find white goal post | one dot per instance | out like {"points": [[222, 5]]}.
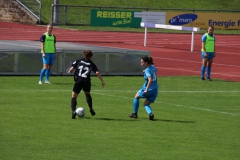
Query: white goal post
{"points": [[183, 28]]}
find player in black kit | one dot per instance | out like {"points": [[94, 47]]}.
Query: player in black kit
{"points": [[83, 68]]}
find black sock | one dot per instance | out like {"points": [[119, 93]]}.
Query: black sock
{"points": [[89, 100], [73, 104]]}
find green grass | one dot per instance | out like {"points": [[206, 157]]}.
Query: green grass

================================

* _JOB_: Reproduce all of the data above, requests included, but scale every point coordinate in the answers by 0.3 and round each result to a whole number, with halves rounded up. Leave the numbers in the requests and their format samples unchanged, and omit the pictures.

* _FULL SOLUTION_:
find white goal post | one dot per instance | out like {"points": [[222, 5]]}.
Query: white goal post
{"points": [[55, 8]]}
find player in black kit | one dot per instance | out like {"points": [[94, 47]]}.
Query: player in black kit
{"points": [[25, 20]]}
find black sock | one dot per instance | out like {"points": [[119, 93]]}.
Query: black sock
{"points": [[27, 30], [22, 31]]}
find green grass | one dot per instance | out like {"points": [[206, 157]]}.
Query: green grass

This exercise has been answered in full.